Task to carry out: Swap "instance" for "occurrence" everywhere it appears in the entries below, and write the lines out again with nothing else changed.

Data to use:
★ ★ ★ ★ ★
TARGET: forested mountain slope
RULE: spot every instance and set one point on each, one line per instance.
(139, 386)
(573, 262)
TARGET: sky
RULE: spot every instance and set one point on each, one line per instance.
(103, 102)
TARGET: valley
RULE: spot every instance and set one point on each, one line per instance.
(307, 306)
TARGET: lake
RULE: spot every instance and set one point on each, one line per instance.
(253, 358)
★ ★ ★ ★ ★
Solution below:
TARGET: forested mountain slope
RULE: spot every occurrence and set one point on each, one line per occurrence.
(139, 386)
(573, 262)
TARGET: sky
RULE: spot every occurrence and set one point on each, one line per occurrence.
(103, 102)
TARGET: valley
RULE: spot every occurrence and set one point on each, one line per occurrence.
(307, 306)
TARGET: lake
RULE: spot every occurrence and set one point on each, one line per occurrence.
(253, 358)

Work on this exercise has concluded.